§ Instructions for the task:
Return all of the records below line for line, without changing anything.

───── The data

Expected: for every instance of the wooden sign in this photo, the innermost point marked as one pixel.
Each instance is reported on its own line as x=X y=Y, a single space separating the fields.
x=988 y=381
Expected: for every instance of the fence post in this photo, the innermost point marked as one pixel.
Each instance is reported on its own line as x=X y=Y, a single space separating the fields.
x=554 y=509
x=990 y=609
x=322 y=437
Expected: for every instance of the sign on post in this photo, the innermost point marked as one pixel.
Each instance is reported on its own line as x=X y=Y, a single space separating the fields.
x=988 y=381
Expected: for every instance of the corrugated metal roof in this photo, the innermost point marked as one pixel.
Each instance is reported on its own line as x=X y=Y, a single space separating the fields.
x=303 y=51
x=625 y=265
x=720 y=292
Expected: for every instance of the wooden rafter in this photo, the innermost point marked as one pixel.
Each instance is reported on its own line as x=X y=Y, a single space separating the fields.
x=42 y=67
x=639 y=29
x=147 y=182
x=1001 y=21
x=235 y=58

──────────

§ Expected output:
Expected: for every instance of the wooden sign in this photo, the innermost point marked as one pixel.
Each instance is reported on its own line as x=X y=Y, a single space separating the fields.
x=988 y=381
Expected: for every instance of the fence post in this photo, the innermost point marked as one pixel.
Each instance is reported on its own line as x=X y=Y, a single space separating the fields.
x=554 y=509
x=990 y=609
x=322 y=437
Expected: for every instance of the sign on post in this photo, the innermost point marked as one pixel.
Each instance is reported on its own line as x=X y=Y, a single space separating the fields.
x=988 y=381
Expected: for every instance of the corrugated metal roof in this photo, the innermost point marked as one pixel.
Each instance is reported on its own line as x=X y=Y, a single space separating the fields.
x=303 y=51
x=625 y=265
x=720 y=292
Expected: for every instance of the wooden rafter in this photo, the innermost point marked as one pixel.
Each instance is reported on its own line as x=X y=Y, a single space separating the fields.
x=42 y=67
x=639 y=29
x=147 y=182
x=1001 y=21
x=235 y=58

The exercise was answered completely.